+++ SOURCE RECORDS
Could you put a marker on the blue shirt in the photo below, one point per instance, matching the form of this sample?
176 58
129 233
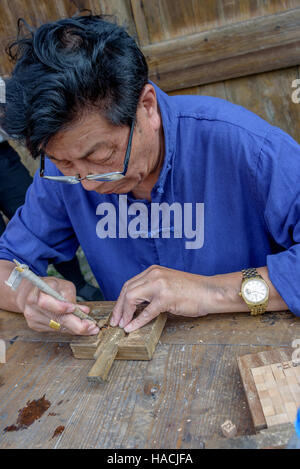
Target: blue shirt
++++++
+++ SOURCE RECORDS
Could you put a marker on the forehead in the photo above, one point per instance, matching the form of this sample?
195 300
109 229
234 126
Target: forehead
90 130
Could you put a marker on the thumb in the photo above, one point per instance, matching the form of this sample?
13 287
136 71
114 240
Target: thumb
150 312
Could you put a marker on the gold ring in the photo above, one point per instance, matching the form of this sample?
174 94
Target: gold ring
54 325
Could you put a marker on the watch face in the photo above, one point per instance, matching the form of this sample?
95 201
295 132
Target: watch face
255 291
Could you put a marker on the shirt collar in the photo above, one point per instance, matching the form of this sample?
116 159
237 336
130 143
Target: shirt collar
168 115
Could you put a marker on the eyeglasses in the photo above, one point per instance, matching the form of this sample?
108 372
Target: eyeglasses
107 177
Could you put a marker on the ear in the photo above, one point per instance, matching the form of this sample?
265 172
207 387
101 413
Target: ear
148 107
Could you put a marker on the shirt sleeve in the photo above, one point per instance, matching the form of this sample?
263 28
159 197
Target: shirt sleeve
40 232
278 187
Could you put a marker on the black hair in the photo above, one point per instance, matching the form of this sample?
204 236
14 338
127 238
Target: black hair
++++++
AIM OF THE TASK = For every line above with the word "blue" in it, make a copy.

RESULT OF THE EXERCISE =
Could you put a marker on the blue shirt in the photo below, one point per instance, matching the form of this sample?
Target: blue shirt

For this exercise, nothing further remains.